Text des Dokuments:
#####
Ebenfalls vor dem Verbrauch und den hohen Stromkosten der Wärmestrahler warnt die Stiftung Warentest unter dem Titel „Infrarot-Heizung: Notlösung ohne Sparpotenzial“. Und der Elektrokonzern Bosch, als Hersteller sowohl von Wärmepumpen als auch von Infrarotheizungen ideologisch unverdächtig, gibt auf der entsprechenden Seite nicht nur ausführliche Anleitungen, den Stromverbrauch und die -kosten einer Infrarotheizung für die eigene Situation zu berechnen, sondern schreibt auch: „Zudem verbraucht eine Infrarotheizung im Altbau mit schlechtem Dämmstandard übermäßig viel Strom. Denn die Wärme verpufft schneller als in einem energieeffizienten Neubau. Infrarotheizungen sind daher besonders für ein Passiv- oder Niedrigenergiehaus geeignet.“ Wer als Heizungs-Umsteiger schon die Wärmepumpe wegen angeblicher hoher Stromkosten fürchtet, sollte bei den mehr Strom verbrauchenden Infrarotheizungen besonders vorsichtig sein.
#####
Deine Aufgabe: Für welche Häuser eignen sich Infrarotheizungen laut Bosch im Text über Infrarotheizungen besonders?

Die Datenzeilen:
#####
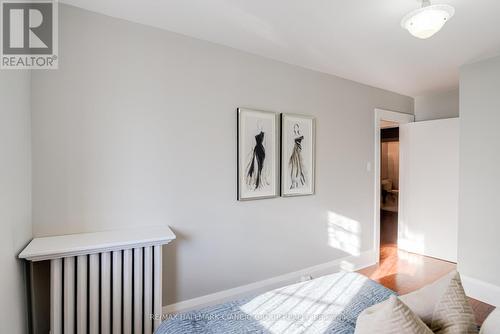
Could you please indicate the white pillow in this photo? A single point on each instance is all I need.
#####
Die Antwort: Für Passiv- oder Niedrigenergiehäuser.